Your goal >> Reproduce the listing from the line with "You are given" up to and including the line with "box: [524, 161, 604, 262]", swapping "positive clicks" for "foreground clicks" and leaving the rest untouched. Give only those lines.

Data extracts >>
┌──
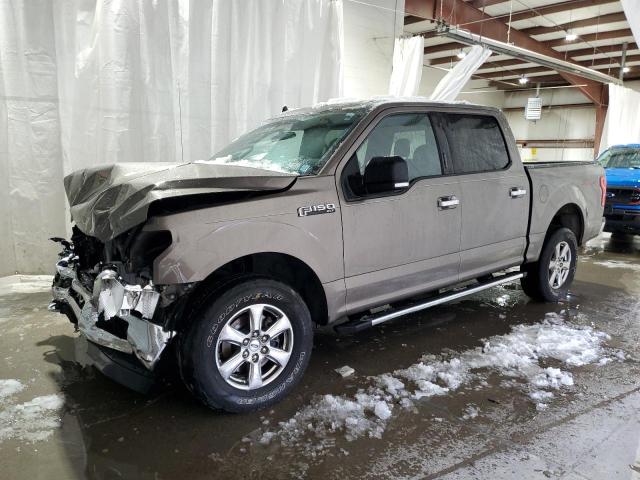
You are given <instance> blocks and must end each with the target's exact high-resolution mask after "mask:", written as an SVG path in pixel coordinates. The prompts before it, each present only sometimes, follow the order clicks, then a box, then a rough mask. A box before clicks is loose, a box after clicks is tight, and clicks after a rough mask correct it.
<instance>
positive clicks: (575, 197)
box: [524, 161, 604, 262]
└──
┌──
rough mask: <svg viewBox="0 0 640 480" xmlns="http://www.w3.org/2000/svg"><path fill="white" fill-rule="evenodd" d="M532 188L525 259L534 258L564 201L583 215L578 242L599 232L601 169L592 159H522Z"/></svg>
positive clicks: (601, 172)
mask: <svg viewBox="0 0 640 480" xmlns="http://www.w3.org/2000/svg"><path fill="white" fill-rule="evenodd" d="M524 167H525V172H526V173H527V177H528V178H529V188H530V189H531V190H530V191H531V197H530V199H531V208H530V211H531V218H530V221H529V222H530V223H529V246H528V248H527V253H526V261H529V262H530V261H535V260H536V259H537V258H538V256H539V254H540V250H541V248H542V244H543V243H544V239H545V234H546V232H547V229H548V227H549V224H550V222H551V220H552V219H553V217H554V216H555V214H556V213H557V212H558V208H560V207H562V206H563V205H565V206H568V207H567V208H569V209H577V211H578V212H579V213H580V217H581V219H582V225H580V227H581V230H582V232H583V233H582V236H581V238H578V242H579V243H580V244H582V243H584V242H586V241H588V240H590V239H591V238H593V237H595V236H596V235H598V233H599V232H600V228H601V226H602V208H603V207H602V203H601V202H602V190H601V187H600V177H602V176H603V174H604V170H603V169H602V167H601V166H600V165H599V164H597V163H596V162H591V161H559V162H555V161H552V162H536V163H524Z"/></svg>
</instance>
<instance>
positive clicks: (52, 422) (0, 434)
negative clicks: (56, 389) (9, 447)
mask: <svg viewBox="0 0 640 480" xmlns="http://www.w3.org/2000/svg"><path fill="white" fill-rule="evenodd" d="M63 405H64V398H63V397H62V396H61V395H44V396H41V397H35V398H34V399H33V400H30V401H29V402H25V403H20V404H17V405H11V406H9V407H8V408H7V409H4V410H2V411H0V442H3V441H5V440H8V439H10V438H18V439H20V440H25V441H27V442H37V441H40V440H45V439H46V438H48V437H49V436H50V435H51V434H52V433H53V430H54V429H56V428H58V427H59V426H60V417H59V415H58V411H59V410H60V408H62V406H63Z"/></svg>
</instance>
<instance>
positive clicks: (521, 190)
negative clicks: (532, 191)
└──
Response area >>
You are given <instance> blocks and must end each with the target's exact high-resolution mask after "mask:", written as an SVG path in pixel coordinates. The prompts before it, each present only sometimes, follow the order clicks, then a box, then a rough mask. A box before clicks is loose, a box after clicks is tight, and clicks after a rough mask correct it.
<instance>
foreground clicks: (575, 197)
box: [524, 161, 604, 262]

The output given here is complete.